Aim of the exercise: Output the data below in full, character for character.

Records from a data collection
===============
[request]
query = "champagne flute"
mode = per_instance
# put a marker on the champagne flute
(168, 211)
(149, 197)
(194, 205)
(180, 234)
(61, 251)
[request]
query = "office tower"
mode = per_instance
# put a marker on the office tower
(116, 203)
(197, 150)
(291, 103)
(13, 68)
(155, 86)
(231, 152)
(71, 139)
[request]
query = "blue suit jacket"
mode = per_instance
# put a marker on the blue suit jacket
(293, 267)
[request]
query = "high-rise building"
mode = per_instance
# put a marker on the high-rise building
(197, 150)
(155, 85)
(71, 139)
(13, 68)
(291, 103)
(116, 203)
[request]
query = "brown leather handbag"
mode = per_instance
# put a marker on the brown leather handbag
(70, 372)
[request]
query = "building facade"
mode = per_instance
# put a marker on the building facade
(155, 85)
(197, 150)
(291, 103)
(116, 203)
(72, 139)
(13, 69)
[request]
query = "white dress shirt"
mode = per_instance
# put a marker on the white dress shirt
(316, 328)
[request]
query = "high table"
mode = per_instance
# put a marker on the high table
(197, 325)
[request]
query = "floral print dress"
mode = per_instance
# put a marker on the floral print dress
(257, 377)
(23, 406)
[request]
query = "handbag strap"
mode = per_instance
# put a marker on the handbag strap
===============
Finished task:
[request]
query = "champagne flute"
mode = per_instance
# put a marker on the champagne flute
(168, 211)
(149, 197)
(194, 205)
(180, 234)
(61, 251)
[request]
query = "office tower"
mode = per_instance
# put a marker on the office tower
(116, 203)
(197, 150)
(291, 103)
(13, 68)
(155, 86)
(231, 152)
(71, 139)
[request]
query = "blue suit jacket"
mode = per_instance
# put a marker on the blue suit jacket
(293, 267)
[request]
query = "high-rise building"
mode = per_instance
# put a marker on the high-rise building
(197, 150)
(155, 85)
(71, 139)
(13, 68)
(291, 103)
(116, 203)
[request]
query = "brown leather handbag"
mode = per_instance
# put a marker on the brown leather handbag
(70, 372)
[request]
query = "building facade"
mode = per_instance
# put a marker on the building facade
(155, 85)
(197, 150)
(291, 103)
(116, 203)
(72, 139)
(13, 69)
[request]
query = "white dress shirt"
mode = per_instance
# put a marker on the white dress shirt
(316, 328)
[request]
query = "high table"
mode = per_instance
# put a marker on the high table
(197, 325)
[request]
query = "floral print dress"
mode = per_instance
# put a marker on the floral print dress
(257, 377)
(23, 406)
[request]
query = "handbag strap"
mode = per_instance
# put a marker on the handbag strap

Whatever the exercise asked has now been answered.